[Information shown]

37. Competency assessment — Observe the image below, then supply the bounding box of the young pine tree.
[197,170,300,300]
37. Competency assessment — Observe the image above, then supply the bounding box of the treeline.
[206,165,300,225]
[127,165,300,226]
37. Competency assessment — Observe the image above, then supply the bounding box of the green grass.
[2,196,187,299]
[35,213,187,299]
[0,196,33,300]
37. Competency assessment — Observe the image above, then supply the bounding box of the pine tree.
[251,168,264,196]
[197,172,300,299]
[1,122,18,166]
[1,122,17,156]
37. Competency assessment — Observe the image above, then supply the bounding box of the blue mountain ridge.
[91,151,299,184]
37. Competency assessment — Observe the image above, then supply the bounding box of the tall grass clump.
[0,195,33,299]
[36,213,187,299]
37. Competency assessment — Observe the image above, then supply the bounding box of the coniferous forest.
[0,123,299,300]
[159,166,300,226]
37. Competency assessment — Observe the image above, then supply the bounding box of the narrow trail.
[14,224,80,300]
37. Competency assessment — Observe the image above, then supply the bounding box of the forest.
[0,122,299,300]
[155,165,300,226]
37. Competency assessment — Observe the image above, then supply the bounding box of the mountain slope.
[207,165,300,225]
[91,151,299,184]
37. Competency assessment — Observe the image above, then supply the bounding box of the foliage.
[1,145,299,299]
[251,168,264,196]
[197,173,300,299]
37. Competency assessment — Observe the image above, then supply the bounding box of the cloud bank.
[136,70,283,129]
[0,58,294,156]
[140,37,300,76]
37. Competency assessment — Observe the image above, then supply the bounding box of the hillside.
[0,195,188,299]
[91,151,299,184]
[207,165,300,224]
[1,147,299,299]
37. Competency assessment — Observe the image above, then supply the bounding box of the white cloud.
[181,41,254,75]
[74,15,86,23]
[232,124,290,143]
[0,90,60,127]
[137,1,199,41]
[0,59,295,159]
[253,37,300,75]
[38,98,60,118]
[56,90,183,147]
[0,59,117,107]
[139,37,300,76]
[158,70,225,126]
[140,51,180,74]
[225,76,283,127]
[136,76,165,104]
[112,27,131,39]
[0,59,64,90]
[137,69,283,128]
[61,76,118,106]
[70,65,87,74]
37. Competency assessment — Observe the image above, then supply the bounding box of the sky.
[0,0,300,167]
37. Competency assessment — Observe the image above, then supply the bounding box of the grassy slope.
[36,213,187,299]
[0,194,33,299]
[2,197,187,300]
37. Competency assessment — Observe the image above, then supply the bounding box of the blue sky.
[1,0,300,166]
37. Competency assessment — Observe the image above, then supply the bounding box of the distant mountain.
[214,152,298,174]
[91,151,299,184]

[/Information shown]

Exercise details:
All records shown above are to be output exactly.

Exercise output:
37. Competency assessment — Observe the image below, then supply the bounding box of the young pine tree.
[197,170,300,300]
37. Competency assessment — Observe the image above, then supply the bounding box of the treeline.
[206,165,300,225]
[127,165,300,226]
37. Competency assessment — Observe the image above, then supply the bounding box of the green grass.
[2,196,187,299]
[35,213,187,299]
[0,196,33,300]
37. Competency assessment — Observe the image above, then supply the bounding box of the pine tree.
[251,168,264,196]
[197,172,300,299]
[1,122,18,166]
[1,122,17,156]
37. Competency assessment — Observe the image above, then supply the bounding box of the blue mountain ridge.
[91,151,299,184]
37. Competency assessment — Observe the image above, then supply the bounding box of the tall grass clump.
[0,195,33,299]
[36,213,187,299]
37. Competency assessment — Observe the image above, then supply the bounding box of the coniferous forest.
[0,123,299,300]
[159,166,300,226]
37. Competency assessment — Observe the image above, then supply the bounding box of the narrow trail.
[14,224,80,300]
37. Competency assessment — Observe the image above, then supply the bounding box of the forest.
[0,122,299,300]
[155,165,300,226]
37. Competency assessment — Observe the image above, then supply the bounding box of the mountain slope.
[207,165,300,225]
[91,151,299,184]
37. Competency assessment — Observe the image above, then supply the bounding box of the foliage.
[1,145,299,299]
[251,168,264,196]
[197,173,300,299]
37. Competency assessment — Observe the image above, then supply the bounding box of the cloud bank.
[136,70,283,129]
[0,58,294,156]
[140,37,300,76]
37. Competency assessment — Observe the image above, then supply the bounding box of the hillside.
[0,195,188,299]
[91,151,299,184]
[207,165,300,224]
[1,147,299,299]
37. Competency assessment — Observe the image above, then supply the bounding box of the white cloud.
[181,41,254,75]
[74,15,86,23]
[232,124,290,143]
[0,90,60,127]
[137,1,199,41]
[0,59,295,159]
[253,37,300,75]
[38,98,60,118]
[56,90,183,147]
[0,59,117,107]
[139,37,300,76]
[158,70,225,126]
[140,51,180,74]
[225,76,283,127]
[136,76,165,104]
[112,27,131,39]
[0,59,64,90]
[137,69,283,128]
[61,76,118,106]
[70,65,87,74]
37. Competency assessment — Observe the image above, then supply the bounding box of the sky.
[0,0,300,167]
37. Competency assessment — Observe the image above, then supply the bounding box of the grassy slope.
[36,213,187,299]
[0,194,33,299]
[2,197,187,300]
37. Competency assessment — Observe the image above, then supply the bounding box of the blue sky.
[1,0,300,166]
37. Competency assessment — Observe the image above, then supply the bounding box of the distant mountain.
[214,152,298,174]
[91,151,299,184]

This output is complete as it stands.